- **Extract**:
·····
By default, data is extracted for the top layer only. Data is provided for the following seven layers (depths in cm).

Layer Top depth Bottom depth
1 0 20
2 20 40
3 40 60
4 60 80
5 80 1000
6 100 150
7 150 200

The following settings specify data extraction for the C:N ratio of the top three layers. The returned value is the mean across selected soil layers, weighted by the respective layer’s depth. dir specifies the path to the downloaded data bundle. Don’t change the structure of it. ingestr reads from two files: <dir>/GISfiles/wise30sec_fin and <dir>/Interchangeable_format/HW30s_FULL.txt.

settings_wise <- get_settings_wise(varnam = c("CNrt"), layer = 1:7)

Now, the data can be ingested.

df_wise <- ingest_bysite(
  sitename  = "CH-Lae",
  source    = "wise",
  lon       = 8.36439,
  lat       = 47.47833,
  settings  = settings_wise,
  dir       = "~/data/soil/wise"
  )

GSDE Soil

Global Soil Dataset for use in Earth System Models (GSDE) by Shangguan et al. 2014, obtained from here. Available variables are given in the table below.
·····
- **Raw records**:
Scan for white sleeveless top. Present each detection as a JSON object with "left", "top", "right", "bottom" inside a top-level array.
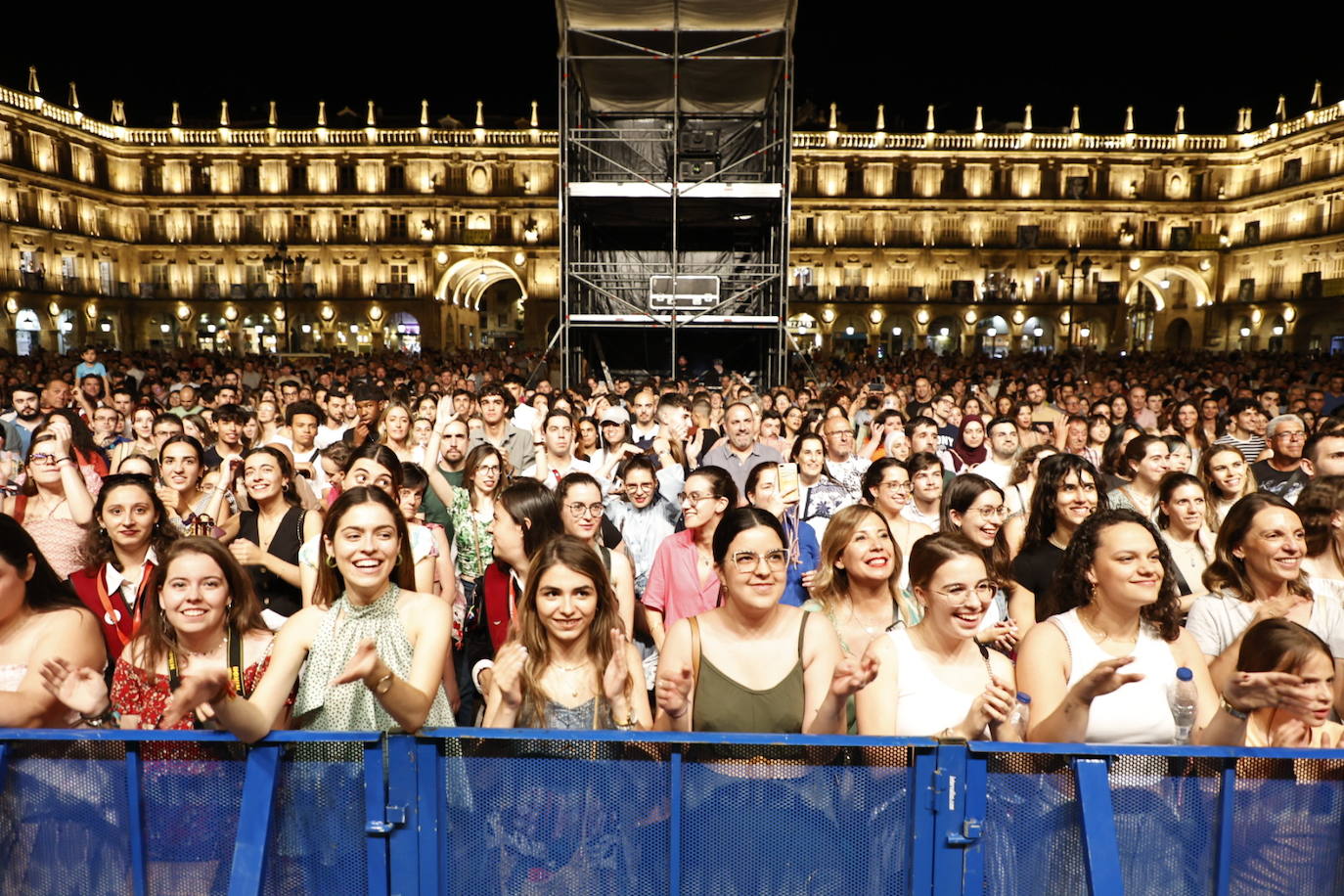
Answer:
[
  {"left": 1050, "top": 608, "right": 1176, "bottom": 744},
  {"left": 887, "top": 625, "right": 989, "bottom": 740}
]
·····
- **Tasks to complete**:
A - Output the passage of the soil data text starting with "Global Soil Dataset" and going on through "the table below.".
B - According to the soil data text, what value is returned when several soil layers are selected?

- **Exercise results**:
A -
Global Soil Dataset for use in Earth System Models (GSDE) by Shangguan et al. 2014, obtained from here. Available variables are given in the table below.

B - The mean across the selected soil layers, weighted by each layer's depth.